Historic Resource Study
Opportunities for employment at Fort Union increased when construction of the new department depot began in 1862 and continued until the third fort was completed in 1868. When more workers were needed in the spring of 1863, after a winter break in construction, the quartermaster department advertised for a dozen carpenters (at $50 per month) and fifty laborers (at $25 per month).  By April 1864 the quartermaster in charge of the project reported there were at work twenty carpenters (at $65 per month) and a hundred laborers (at $30 per month). In addition to construction workers, an increasing number of civilians were hired to handle the large volume of equipment and supplies flowing through the depot as well as the many other tasks connected with the quartermaster and commissary departments. In February 1863 there were 209 citizen workers with a total monthly payroll of $6,310. Civilians were also employed at the military post. In December 1863 the total number of hired workers at the post and depot was 389. In April 1864 the count at the depot was 419 civilian employees with a payroll of 15,570.

Work required :: Extend the passage on civilian hiring at Fort Union, starting after its final sentence.

Source data ::
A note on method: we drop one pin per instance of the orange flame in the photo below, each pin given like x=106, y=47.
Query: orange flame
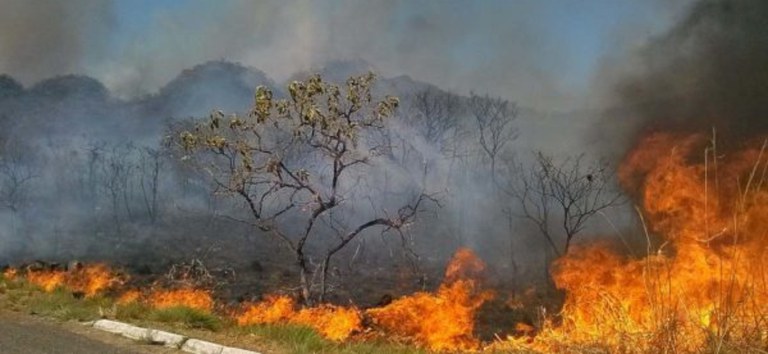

Answer to this task ::
|Eliza St. Clair Sloan Mahoney, mother of Marion Sloan Russell, cooked for an officers' mess at Fort Union in 1864. She requested the use of a stove from the quartermaster depot, but no record was found to Indicate if she received it.|
Among the employees there was a printer. Sometime during the Civil War, the quartermaster depot at Fort Union acquired a printing press. It was used to print forms and letter heads, and to publish circulars, orders, tables of distances, pamphlets, and other items. Carleton thought the press might be better used at department headquarters in Santa Fe, and suggested to the chief quartermaster that the press and paper be moved.  Colonel Enos must not have agreed with Carleton, for the press was still operating at the Fort Union depot several years later.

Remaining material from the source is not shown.